***** Brano riportato *****

ASIA OCCIDENTALE
01 dicembre 2023

Sta Per Arrivare La Fine Dello Stato D’Israele? - Seconda parte


di Don Curzio Nitoglia

Seconda Parte

La distruzione dell’intera Giudea (135)

Vespasiano e Tito in Giudea

L’Imperatore Nerone, decise allora d’inviare in Giudea il suo miglior generale: Tito Flavio Vespasiano, originario di Reate (oggi Rieti) nella Sabina, che aveva combattuto valorosamente in Britannia e in Germania. Vespasiano cominciò a preparare l’esercito che avrebbe dovuto comandare e a tal fine si recò ad Antiochia (in Siria) e inviò suo figlio Tito ad Alessandria (in Egitto) a mobilitare la XV Legione Apollinaris. Vespasiano si ricongiunse con suo figlio Tito a Tolemaide nella primavera del 67. La città di Jotapata oppose una forte resistenza a Vespasiano, che durò 47 giorni. Mentre si svolgeva l’assedio a Jotapata, Japha – una città vicina a questa – si ribellò anch’essa. Vespasiano inviò contro Japha il generale Traiano padre del futuro Imperatore omonimo, comandante della X Legione ed espugnò la città i primi giorni del mese di giugno e 15.000 Giudei vi furono uccisi. Alla fine cadde anche Jotapata i primi di luglio. Il primo a entrare fu Tito. La vendetta dei Romani fu tremenda, tanto più che durante la resa, il Centurione Antonio fu ucciso proditoriamente da un giudeo, che aveva finto di arrendersi, mentre Antonio gli stringeva la destra per aiutarlo a uscire da una caverna. I Giudei morti furono 40. 000 e la città fu rasa al suolo.

Giuseppe Flavio, il furbo Fariseo che aveva combattuto con i Giudei a Jotapata, si consegnò ai Romani ebbe la vita salva e poi aderì pienamente a Roma, narrando la storia della Guerra Giudaica per conto di Vespasiano, che lo portò con sé a Roma, rimanendo presso i Flavi e prendendo il nome di Flavio. Infine, nell’ottobre fu espugnata anche Gamala, dopo 7 mesi d’assedio, ma questa volta per vendetta i Romani uccisero tutti gli abitanti, comprese le donne e i bambini. Verso la fine del 67 tutta la Galilea e la Samaria erano state conquistate da Roma. Vespasiano andò a svernare a Cesarea marittima con le sue Legioni in attesa d’assalire Gerusalemme.

***** Dati forniti *****

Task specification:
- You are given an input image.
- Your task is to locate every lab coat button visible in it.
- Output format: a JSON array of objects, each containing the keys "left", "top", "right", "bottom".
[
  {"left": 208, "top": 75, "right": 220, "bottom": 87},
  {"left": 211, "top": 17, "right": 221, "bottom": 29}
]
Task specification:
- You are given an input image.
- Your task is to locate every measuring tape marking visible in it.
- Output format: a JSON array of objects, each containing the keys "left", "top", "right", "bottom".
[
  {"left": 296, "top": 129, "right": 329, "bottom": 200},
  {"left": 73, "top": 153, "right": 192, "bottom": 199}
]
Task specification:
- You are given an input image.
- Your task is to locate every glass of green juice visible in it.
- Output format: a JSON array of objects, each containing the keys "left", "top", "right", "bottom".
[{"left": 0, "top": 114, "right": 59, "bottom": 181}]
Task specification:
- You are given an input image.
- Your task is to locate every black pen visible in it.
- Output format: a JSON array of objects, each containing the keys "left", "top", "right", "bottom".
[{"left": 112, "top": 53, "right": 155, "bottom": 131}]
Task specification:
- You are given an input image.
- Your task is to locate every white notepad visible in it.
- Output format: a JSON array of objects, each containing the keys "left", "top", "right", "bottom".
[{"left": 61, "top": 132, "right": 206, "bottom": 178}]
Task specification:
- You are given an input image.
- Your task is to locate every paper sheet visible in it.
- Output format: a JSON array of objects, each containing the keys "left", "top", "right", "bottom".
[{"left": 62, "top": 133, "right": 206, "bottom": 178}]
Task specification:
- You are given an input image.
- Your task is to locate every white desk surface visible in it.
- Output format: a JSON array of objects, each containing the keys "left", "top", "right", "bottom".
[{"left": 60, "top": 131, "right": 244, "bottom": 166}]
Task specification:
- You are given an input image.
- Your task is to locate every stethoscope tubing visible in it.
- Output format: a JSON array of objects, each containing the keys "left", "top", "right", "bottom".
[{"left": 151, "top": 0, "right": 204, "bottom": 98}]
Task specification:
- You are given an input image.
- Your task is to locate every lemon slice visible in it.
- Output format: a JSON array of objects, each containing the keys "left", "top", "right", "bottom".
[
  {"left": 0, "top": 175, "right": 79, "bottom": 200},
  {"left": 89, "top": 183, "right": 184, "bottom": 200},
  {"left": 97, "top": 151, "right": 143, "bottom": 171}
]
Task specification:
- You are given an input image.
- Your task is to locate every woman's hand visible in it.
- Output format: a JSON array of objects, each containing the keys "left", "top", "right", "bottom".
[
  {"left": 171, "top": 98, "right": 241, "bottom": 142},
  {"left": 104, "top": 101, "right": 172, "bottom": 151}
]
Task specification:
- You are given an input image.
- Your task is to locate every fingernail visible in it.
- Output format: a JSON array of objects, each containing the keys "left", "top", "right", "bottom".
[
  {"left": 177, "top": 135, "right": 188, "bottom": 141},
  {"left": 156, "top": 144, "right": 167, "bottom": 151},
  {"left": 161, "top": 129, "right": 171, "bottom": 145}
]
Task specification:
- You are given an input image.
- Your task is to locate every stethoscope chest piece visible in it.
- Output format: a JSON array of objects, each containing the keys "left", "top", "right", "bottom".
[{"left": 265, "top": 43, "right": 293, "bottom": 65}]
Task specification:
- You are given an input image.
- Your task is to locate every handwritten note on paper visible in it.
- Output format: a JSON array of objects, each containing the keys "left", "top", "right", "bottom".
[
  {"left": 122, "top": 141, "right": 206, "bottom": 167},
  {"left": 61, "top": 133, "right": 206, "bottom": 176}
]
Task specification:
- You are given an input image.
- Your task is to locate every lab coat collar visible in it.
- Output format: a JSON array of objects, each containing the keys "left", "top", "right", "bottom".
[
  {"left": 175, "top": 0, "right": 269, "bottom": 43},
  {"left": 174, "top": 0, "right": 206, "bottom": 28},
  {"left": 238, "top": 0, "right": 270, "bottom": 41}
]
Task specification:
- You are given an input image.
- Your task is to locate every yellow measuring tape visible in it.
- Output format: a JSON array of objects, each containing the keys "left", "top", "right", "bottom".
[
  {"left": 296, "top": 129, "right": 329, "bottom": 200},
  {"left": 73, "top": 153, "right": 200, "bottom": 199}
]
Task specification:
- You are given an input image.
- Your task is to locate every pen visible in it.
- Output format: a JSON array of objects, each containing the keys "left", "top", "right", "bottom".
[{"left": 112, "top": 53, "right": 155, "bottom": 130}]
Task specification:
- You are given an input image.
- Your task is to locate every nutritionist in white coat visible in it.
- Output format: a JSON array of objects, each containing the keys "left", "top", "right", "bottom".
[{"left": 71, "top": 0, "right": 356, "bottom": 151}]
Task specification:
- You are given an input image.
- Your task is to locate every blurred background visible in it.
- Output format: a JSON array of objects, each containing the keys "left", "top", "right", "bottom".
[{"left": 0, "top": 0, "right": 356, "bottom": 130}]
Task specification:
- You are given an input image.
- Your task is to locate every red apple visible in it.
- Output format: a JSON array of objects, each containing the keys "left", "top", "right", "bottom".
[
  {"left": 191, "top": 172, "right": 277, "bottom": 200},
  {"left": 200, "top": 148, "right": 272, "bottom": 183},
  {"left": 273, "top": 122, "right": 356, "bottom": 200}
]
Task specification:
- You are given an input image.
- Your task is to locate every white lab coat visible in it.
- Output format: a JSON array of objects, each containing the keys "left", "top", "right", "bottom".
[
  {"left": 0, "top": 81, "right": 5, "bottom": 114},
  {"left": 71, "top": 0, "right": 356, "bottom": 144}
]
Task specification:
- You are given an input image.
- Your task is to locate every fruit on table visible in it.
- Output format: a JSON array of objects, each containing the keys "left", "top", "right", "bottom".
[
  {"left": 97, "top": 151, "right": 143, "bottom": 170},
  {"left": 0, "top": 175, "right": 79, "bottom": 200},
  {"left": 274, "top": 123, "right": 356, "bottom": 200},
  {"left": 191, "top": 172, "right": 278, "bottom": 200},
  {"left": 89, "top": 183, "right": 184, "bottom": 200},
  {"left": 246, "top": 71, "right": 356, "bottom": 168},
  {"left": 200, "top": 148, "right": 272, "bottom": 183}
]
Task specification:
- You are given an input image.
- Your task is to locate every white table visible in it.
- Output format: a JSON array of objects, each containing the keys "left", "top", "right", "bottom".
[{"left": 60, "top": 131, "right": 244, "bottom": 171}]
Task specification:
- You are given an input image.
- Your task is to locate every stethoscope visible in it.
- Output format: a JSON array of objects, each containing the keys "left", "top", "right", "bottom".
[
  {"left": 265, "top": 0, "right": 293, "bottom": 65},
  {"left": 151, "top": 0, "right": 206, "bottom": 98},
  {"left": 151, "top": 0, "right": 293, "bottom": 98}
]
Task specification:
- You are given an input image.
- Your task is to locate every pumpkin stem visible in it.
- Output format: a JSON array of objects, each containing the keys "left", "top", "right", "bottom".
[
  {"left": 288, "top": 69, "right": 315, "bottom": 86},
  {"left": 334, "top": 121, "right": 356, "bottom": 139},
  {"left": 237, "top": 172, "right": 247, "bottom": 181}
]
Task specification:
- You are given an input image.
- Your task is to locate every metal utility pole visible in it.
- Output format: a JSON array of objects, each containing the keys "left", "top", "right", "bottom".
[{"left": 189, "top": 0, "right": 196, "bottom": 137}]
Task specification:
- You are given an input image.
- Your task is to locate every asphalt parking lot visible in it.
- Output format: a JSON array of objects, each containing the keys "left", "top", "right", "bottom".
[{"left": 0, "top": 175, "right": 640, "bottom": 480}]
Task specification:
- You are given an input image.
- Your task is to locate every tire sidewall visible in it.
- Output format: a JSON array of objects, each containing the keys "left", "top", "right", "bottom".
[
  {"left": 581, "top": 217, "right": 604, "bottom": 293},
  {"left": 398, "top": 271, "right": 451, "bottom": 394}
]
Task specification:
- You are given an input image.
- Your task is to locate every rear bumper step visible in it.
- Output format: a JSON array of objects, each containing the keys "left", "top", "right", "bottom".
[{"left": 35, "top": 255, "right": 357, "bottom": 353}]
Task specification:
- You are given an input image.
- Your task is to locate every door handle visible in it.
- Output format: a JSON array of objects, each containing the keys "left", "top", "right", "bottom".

*****

> Descrizione del compito
Secondo il brano riportato, per quanti giorni la città di Jotapata resistette a Vespasiano?

> Risposta corretta
47 giorni.